— Given exercise —
Reproduce the rows from the start of the rows up to and including the line containing "[0,202,177,260]", substituting "Find" for every occurrence of "Locate" and leaving everything else unchanged.
·····
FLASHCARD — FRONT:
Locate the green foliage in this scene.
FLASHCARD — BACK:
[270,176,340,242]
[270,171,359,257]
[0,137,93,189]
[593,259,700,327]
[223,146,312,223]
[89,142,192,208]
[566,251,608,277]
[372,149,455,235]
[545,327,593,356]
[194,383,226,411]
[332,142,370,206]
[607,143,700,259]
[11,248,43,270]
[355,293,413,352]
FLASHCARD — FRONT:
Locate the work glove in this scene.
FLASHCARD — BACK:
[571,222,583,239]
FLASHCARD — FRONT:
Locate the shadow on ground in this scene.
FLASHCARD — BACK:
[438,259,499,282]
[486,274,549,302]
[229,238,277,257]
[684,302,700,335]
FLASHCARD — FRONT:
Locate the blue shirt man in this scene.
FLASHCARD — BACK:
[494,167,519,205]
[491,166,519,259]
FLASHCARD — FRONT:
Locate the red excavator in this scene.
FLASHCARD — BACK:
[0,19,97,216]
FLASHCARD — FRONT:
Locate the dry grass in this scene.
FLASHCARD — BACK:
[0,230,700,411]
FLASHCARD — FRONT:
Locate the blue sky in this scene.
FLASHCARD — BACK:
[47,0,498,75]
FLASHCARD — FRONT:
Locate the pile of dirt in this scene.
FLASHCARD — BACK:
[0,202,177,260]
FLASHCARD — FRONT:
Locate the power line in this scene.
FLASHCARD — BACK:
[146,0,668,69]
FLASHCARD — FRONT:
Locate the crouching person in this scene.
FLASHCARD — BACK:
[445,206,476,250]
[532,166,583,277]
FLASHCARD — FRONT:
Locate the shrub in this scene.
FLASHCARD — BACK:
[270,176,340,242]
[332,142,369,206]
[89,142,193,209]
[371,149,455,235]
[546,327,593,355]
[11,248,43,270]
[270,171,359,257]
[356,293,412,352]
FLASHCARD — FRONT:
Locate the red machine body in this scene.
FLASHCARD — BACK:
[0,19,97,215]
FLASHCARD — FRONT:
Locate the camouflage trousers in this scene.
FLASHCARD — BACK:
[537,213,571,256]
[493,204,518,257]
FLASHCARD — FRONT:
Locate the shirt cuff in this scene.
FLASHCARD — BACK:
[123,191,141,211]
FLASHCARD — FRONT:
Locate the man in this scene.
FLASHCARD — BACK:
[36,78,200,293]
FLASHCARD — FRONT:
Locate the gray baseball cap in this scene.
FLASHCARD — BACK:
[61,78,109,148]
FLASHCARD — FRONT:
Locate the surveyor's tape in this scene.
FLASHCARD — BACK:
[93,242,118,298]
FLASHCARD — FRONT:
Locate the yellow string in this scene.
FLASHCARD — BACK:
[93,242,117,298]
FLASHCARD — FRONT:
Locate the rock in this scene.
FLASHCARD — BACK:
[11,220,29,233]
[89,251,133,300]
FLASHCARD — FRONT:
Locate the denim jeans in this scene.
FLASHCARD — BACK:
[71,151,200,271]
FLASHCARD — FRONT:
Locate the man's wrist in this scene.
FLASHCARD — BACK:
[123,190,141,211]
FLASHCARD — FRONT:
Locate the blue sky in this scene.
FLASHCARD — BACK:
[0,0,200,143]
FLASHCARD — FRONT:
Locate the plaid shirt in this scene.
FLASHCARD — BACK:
·····
— Task output —
FLASHCARD — FRONT:
Find the green foliage in this scene.
FLASHCARD — BACK:
[270,176,340,242]
[270,171,359,257]
[0,137,93,189]
[593,259,700,327]
[223,146,312,223]
[89,142,192,208]
[566,251,608,277]
[372,149,455,235]
[545,327,593,356]
[194,383,226,411]
[332,142,370,206]
[607,143,700,259]
[11,248,43,270]
[355,293,413,352]
FLASHCARD — FRONT:
Find the work glove in this scene.
FLASHCARD — BACK:
[571,222,583,239]
FLASHCARD — FRONT:
Find the shadow on ground in this scene.
FLASHCARD — BACK:
[438,259,499,282]
[486,274,549,302]
[229,238,277,257]
[684,302,700,335]
FLASHCARD — FRONT:
Find the blue shirt man in this scene.
FLASHCARD — BACK:
[494,167,519,205]
[491,166,519,259]
FLASHCARD — FRONT:
Find the red excavator in this scene.
FLASHCARD — BACK:
[0,19,97,216]
FLASHCARD — FRONT:
Find the dry grass in this scene.
FLASHCARD — BACK:
[0,230,700,411]
FLASHCARD — FRONT:
Find the blue sky in this scene.
FLASHCARD — BACK:
[47,0,498,75]
FLASHCARD — FRONT:
Find the pile of dirt in this scene.
FLASHCARD — BACK:
[0,202,177,260]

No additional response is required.